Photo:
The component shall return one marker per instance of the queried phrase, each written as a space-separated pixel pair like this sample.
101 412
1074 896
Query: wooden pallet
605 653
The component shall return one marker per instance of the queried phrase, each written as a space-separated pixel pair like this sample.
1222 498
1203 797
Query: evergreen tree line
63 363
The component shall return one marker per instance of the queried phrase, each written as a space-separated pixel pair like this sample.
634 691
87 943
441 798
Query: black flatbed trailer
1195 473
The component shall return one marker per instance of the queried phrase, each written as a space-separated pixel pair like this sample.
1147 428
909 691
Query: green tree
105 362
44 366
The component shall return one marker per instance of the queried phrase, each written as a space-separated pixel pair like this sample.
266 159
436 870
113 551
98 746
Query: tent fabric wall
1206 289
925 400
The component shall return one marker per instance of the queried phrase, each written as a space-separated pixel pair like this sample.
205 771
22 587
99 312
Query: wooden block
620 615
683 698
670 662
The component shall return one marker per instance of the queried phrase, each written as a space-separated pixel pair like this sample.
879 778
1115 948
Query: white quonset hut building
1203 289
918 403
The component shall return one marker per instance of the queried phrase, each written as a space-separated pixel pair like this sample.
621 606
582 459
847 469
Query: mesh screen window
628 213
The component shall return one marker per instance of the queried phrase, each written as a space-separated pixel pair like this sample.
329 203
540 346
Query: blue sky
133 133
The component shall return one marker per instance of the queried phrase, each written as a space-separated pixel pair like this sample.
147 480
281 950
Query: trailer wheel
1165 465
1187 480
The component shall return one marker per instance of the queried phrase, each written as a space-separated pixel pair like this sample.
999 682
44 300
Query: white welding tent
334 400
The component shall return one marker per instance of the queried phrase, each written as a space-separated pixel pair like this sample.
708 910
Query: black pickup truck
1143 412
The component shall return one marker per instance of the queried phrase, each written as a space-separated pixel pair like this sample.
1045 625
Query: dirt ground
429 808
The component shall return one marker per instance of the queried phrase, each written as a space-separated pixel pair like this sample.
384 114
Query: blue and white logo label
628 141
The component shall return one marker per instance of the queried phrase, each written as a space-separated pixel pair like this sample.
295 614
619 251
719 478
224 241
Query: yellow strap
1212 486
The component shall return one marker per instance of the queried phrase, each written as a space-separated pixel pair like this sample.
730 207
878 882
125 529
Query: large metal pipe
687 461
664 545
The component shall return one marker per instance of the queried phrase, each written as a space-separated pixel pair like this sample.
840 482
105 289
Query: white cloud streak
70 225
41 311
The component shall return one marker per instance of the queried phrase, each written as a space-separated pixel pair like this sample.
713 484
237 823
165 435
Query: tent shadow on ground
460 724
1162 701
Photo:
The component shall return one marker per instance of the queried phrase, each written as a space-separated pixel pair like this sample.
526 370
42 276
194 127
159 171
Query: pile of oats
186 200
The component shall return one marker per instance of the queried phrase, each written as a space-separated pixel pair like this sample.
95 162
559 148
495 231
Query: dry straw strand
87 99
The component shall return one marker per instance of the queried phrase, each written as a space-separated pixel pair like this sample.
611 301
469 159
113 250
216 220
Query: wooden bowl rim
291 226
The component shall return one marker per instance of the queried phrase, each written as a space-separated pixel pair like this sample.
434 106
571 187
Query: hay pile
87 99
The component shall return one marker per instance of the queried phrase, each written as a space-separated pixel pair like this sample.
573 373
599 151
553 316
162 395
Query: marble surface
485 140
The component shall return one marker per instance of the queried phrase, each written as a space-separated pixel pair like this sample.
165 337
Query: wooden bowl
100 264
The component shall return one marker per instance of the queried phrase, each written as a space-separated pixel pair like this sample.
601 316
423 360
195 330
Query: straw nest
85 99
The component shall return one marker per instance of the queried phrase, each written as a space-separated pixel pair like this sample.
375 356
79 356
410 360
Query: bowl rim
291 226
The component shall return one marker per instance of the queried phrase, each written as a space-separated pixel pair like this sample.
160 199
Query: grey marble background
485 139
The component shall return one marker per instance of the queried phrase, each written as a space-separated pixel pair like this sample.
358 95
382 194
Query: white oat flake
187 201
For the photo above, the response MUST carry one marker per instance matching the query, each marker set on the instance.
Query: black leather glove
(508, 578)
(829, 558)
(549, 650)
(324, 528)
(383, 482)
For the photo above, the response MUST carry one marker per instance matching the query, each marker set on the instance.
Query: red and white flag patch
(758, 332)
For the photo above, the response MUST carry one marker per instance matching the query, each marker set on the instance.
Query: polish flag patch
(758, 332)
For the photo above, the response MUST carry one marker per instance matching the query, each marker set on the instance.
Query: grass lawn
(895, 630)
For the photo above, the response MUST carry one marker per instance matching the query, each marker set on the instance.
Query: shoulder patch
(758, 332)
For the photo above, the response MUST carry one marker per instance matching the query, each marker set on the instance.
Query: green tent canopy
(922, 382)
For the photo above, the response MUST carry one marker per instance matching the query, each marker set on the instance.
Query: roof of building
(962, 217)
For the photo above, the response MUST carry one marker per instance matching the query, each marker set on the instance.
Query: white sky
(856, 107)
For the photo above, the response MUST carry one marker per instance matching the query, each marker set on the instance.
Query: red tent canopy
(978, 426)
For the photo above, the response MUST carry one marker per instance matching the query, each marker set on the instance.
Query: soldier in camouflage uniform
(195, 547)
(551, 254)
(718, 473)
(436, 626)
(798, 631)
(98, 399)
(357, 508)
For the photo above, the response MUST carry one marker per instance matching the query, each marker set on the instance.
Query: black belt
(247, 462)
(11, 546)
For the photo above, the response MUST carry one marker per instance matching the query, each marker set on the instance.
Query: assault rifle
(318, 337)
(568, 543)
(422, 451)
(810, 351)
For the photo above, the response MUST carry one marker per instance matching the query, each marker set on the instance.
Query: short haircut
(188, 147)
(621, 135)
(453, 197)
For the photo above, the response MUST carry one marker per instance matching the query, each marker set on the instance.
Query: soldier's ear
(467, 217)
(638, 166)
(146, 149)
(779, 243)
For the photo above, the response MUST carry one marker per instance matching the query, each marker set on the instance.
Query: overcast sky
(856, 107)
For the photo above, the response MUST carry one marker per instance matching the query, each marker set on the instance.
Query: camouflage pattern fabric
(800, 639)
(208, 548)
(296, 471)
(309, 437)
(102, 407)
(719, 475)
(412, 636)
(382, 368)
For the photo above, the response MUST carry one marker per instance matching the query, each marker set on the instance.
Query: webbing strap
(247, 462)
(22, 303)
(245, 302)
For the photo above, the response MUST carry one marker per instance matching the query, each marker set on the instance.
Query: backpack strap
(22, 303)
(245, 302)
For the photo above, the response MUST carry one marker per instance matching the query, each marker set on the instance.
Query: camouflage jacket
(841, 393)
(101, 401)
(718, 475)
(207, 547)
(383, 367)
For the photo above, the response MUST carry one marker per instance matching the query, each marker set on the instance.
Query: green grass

----------

> **EXERCISE BRIEF**
Write out all of the records above exactly as they appear.

> **WRITTEN RESPONSE**
Photo:
The component shall return one marker per instance of the queried phrase, each written as a space-separated pixel pair like this sample.
101 412
1074 896
Query: wooden pallet
605 653
The component shall return one marker per instance of the queried phrase, each written as a space-separated pixel pair like this sample.
1222 498
1203 797
Query: evergreen tree line
63 363
The component shall return one marker per instance of the queried phrase, each written as a space-separated pixel pair like this sample.
634 691
87 943
441 798
Query: black flatbed trailer
1195 473
The component shall return one marker per instance of the queried phrase, each written as a space-separated pixel pair like this sample.
1147 428
909 691
Query: green tree
105 362
44 366
The component shall return one marker per instance of the queried phrase, each written as a space-separated pixel pair like this sample.
266 159
436 870
113 551
98 746
Query: tent fabric wall
1206 289
925 400
The component shall return one marker per instance of the queried phrase, each written as a space-separated pixel pair like this sample.
205 771
22 587
99 312
Query: wooden block
620 615
683 698
670 662
The component shall return one marker per instance of the queried phrase, each written as a space-separated pixel pair like this sample.
879 778
1115 948
Query: white quonset hut building
1203 289
918 403
The component shall return one marker per instance of the queried phrase, each written as a space-separated pixel pair like this sample.
621 606
582 459
847 469
Query: mesh screen window
628 213
The component shall return one marker per instance of the queried phrase, each written as a space-separated pixel pair like this sample.
329 203
540 346
Query: blue sky
133 133
The component shall return one marker per instance of the queried phrase, each written as a space-separated pixel pair like this sample.
147 480
281 950
Query: trailer wheel
1165 465
1187 480
The component shall return one marker per instance of the queried phrase, each written as a space-separated pixel pair like this sample.
999 682
44 300
Query: white welding tent
334 400
The component shall return one marker per instance of the queried phrase, each written as a space-separated pixel pair like this sample.
708 910
Query: black pickup truck
1143 412
The component shall return one marker per instance of the queried phrase, each written as a space-separated pixel pair like this sample.
1045 625
Query: dirt ground
429 808
The component shall return one marker per instance of the queried phrase, each written as a space-separated pixel pair like this sample.
384 114
Query: blue and white logo label
628 141
The component shall return one marker per instance of the queried phrase, each written as a space-separated pixel pair like this sample.
295 614
619 251
719 478
224 241
Query: yellow strap
1212 486
The component shall return one marker per instance of the queried phrase, each written as a space-separated pixel pair like this sample.
730 207
878 882
125 529
Query: large metal pipe
687 461
664 545
The component shall return one marker per instance of the queried phrase, each written as a space-separated pixel pair like this sample.
840 482
105 289
Query: white cloud streak
70 225
41 311
The component shall return one marker per instance of the queried phrase, each written as a space-separated pixel pair like this sample.
713 484
237 823
165 435
Query: tent shadow on ground
460 724
1162 701
Photo:
The component shall return one marker per instance of the queried phrase, each written as a space-separated pixel pair like this sample.
526 370
42 276
194 127
159 171
Query: pile of oats
186 200
The component shall return one marker per instance of the queried phrase, each written as a space-separated pixel pair like this sample.
95 162
559 148
495 231
Query: dry straw strand
87 99
The component shall return one marker per instance of the queried phrase, each written as a space-separated pixel pair like this sample.
611 301
469 159
113 250
216 220
Query: wooden bowl rim
291 226
The component shall return one marker per instance of the queried phrase, each written as a space-separated pixel pair like this sample.
434 106
571 187
Query: hay pile
87 99
The component shall return one marker per instance of the queried phrase, each written as a space-separated pixel pair like this sample.
573 373
599 151
553 316
162 395
Query: marble surface
485 140
The component shall return one marker per instance of the queried phrase, each written as a space-separated pixel pair like this sample.
165 337
Query: wooden bowl
100 264
The component shall return one marker per instance of the queried phrase, each written as a space-separated pixel pair like this sample.
601 316
423 360
195 330
Query: straw nest
85 99
The component shall return one marker per instance of the queried phrase, each written as a space-separated pixel pair like this sample.
375 356
79 356
410 360
Query: bowl rim
291 226
The component shall return one marker per instance of the queried phrase, each written as a space-separated pixel pair like this sample.
160 199
Query: grey marble background
485 139
The component shall return one marker per instance of the queried phrase, each written as a space-separated pixel pair like this sample.
358 95
382 194
Query: white oat flake
187 201
For the photo above, the response MUST carry one marker per instance matching the query, each marker set on the instance.
Query: black leather glove
(508, 578)
(829, 558)
(549, 650)
(324, 528)
(383, 482)
For the photo above, the response MUST carry one marker per instance matching the query, each marker set on the instance.
Query: red and white flag patch
(758, 332)
For the photo above, the response MUST carry one marker per instance matching the query, each marker set on the instance.
Query: polish flag patch
(758, 332)
For the photo above, the response MUST carry one marker per instance matching the query, each marker set on the instance.
Query: grass lawn
(895, 630)
For the photo above, the response MUST carry one marker per instance matching the query, each marker set on the instance.
Query: shoulder patch
(758, 332)
For the photo above, the response MUST carry one marker per instance matching the query, each marker set on the instance.
Query: green tent canopy
(922, 382)
For the photo above, the response MUST carry one marker per instance matching the query, each marker set on the instance.
Query: roof of building
(962, 217)
For the photo above, the response MUST carry one marker per instance matching the query, each marker set on the instance.
Query: white sky
(856, 107)
For the photo above, the response MUST carry one marker per instance matching the query, each marker set on the instance.
Query: red tent canopy
(978, 426)
For the photo above, the response MUST carry one marker per instance matching the query, each marker set on the instance.
Query: soldier in camouflage uniform
(195, 547)
(551, 254)
(718, 473)
(436, 626)
(798, 631)
(98, 399)
(357, 508)
For the photo above, the response MUST carry one marker per instance matching the query, each marker set on the instance.
Query: black belt
(247, 462)
(11, 546)
For the photo above, the response MUST carry one marker per instance matching the query, each marker set on the instance.
Query: assault rifle
(318, 337)
(568, 543)
(422, 451)
(810, 351)
For the photo above, the response MUST carry one marker per instance matching the query, each marker set on the instance.
Query: short haircut
(188, 147)
(621, 135)
(453, 197)
For the photo above, the response MUST carry one marker per instance matching the query, each marker set on the instance.
Query: soldier's ear
(467, 217)
(638, 166)
(146, 149)
(779, 243)
For the photo above, the response MUST carry one marker per instance matching the query, each marker set on the instance.
Query: overcast sky
(856, 107)
For the photo above, the response MUST carry one marker per instance matching the query, each marker set on the instance.
Query: camouflage pattern fabric
(800, 639)
(208, 548)
(296, 471)
(309, 437)
(102, 407)
(719, 475)
(412, 636)
(382, 368)
For the photo above, the response MUST carry one marker per instance matching the query, each marker set on the instance.
Query: webbing strap
(247, 462)
(22, 303)
(245, 302)
For the photo above, the response MUST carry one marker per instance matching the query, each marker set on the instance.
Query: backpack strap
(22, 303)
(245, 302)
For the photo above, the response MUST carry one marker per instance matching the query, each marker set on the instance.
Query: camouflage jacket
(841, 393)
(101, 401)
(718, 475)
(207, 547)
(383, 367)
For the photo above, the response MUST carry one marker per instance matching the query, each marker set on the instance.
Query: green grass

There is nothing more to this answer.